• _Objetivo da tarefa_: Transcreva, sem nenhuma alteração, o trecho dos registros abaixo que começa na linha que contém "like [298, 83]." e vai até o fim dos registros, com as duas pontas incluídas. Deixe as imagens fora da resposta.

Entradas de apontamento de objetos rotulados:
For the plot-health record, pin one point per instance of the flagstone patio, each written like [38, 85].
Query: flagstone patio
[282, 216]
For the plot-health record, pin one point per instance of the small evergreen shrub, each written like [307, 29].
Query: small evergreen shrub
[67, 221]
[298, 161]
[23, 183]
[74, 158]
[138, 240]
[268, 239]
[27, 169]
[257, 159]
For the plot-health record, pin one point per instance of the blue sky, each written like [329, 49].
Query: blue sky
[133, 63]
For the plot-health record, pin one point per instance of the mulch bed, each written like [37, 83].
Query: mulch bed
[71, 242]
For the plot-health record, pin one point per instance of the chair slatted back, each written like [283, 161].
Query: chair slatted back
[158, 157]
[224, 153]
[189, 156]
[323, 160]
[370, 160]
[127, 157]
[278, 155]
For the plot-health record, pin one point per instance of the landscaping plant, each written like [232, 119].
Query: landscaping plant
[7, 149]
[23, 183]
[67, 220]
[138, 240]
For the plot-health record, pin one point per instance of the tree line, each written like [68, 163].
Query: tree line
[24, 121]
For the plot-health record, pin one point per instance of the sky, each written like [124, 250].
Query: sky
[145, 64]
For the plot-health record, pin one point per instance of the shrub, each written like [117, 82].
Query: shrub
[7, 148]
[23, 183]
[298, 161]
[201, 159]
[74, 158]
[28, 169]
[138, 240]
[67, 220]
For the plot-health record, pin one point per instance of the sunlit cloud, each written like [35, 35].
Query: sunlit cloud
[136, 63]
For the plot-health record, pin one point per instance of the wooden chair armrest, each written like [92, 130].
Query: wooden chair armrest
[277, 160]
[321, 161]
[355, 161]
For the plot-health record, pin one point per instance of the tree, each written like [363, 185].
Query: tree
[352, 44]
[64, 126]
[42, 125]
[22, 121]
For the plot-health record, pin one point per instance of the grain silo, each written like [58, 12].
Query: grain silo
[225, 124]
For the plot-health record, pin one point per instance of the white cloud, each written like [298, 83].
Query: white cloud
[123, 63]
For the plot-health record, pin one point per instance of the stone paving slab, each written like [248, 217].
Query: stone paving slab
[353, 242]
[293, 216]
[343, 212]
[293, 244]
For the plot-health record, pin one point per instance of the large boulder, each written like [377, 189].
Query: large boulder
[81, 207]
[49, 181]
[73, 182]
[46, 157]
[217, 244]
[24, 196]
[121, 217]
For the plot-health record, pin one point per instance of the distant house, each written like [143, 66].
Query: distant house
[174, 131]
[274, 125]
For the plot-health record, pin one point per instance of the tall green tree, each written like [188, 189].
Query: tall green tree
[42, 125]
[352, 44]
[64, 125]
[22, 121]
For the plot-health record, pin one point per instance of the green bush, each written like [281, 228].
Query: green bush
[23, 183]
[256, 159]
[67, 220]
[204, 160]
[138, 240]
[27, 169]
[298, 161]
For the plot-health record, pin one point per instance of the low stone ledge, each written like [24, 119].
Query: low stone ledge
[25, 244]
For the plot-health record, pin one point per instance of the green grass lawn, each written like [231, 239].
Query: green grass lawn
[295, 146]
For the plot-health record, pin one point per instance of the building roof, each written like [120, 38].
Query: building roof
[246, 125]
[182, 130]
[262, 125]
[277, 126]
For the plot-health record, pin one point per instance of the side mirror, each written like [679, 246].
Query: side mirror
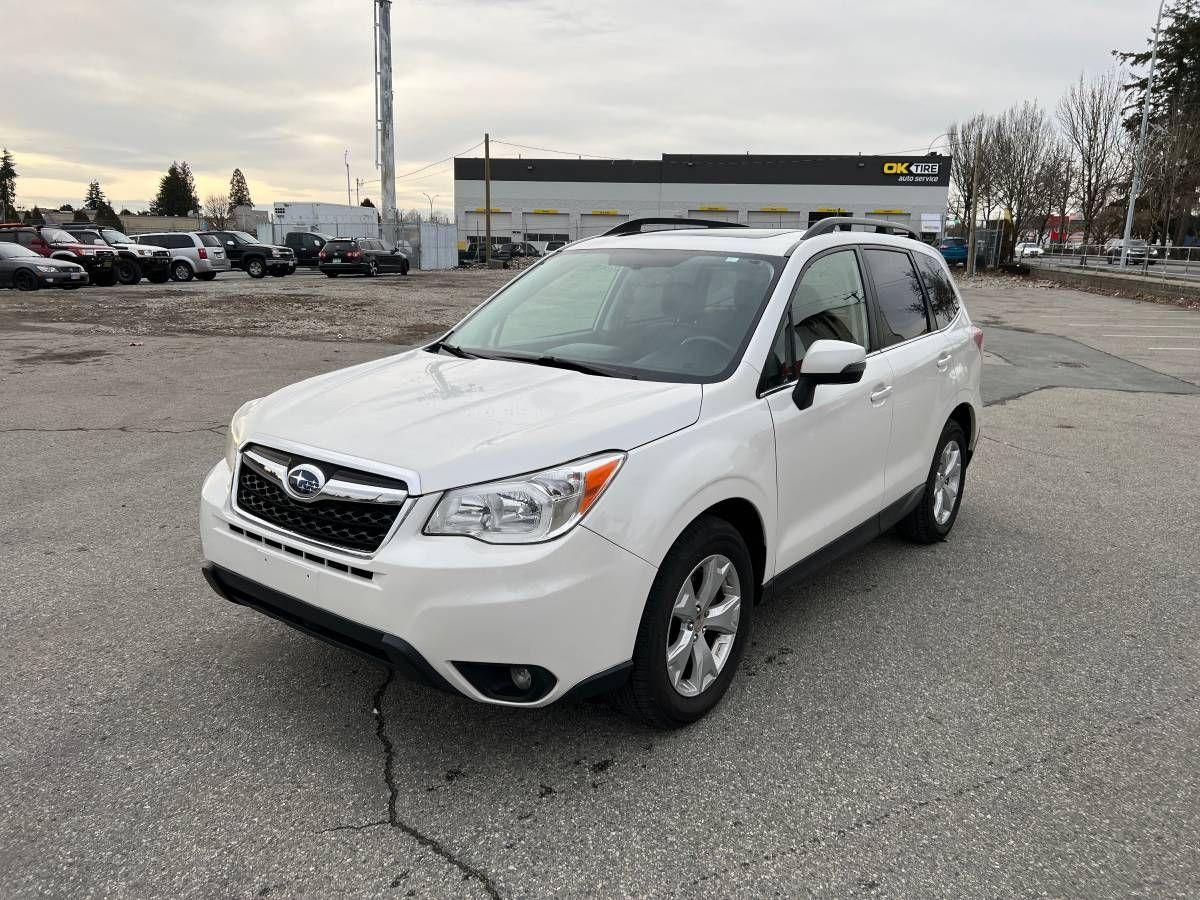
[828, 363]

• _Resposta escrita_:
For the plot-health record, pin one point per instance of the white cloud, each written like [298, 83].
Query: white cloud
[123, 63]
For the plot-health record, pin one point per instance of the stone paving slab, each written like [248, 217].
Query: stone paving slab
[353, 242]
[293, 216]
[343, 212]
[293, 244]
For the plot-health record, pin one point per instance of the large boulder, each written like [377, 189].
Query: large boulder
[81, 207]
[49, 181]
[73, 182]
[46, 157]
[217, 244]
[24, 196]
[121, 217]
For the plot-health record, pin one point per instance of the distant house, each written like [143, 66].
Query: distant house
[174, 131]
[274, 125]
For the plot-health record, pin one point per instance of the tall green tree, each written like [188, 189].
Query: tall green tree
[42, 125]
[352, 44]
[64, 125]
[22, 121]
For the plot-health record, pin one point per instance of the green bush, each written like [281, 228].
Query: green bush
[23, 183]
[256, 159]
[67, 220]
[204, 160]
[138, 240]
[27, 169]
[298, 161]
For the plot-health record, pin one point per instance of the low stone ledge, each written like [24, 119].
Query: low stone ledge
[25, 244]
For the plot-health record, pin one point per instance of the green grass lawn, each written like [231, 239].
Query: green grass lawn
[295, 146]
For the plot-health record, pin one point per instance of the building roof, each written like [120, 38].
Query: building roof
[246, 125]
[182, 130]
[262, 125]
[277, 126]
For the plot-health record, pin one point per instance of the side mirror, each written like [679, 246].
Query: side mirror
[828, 363]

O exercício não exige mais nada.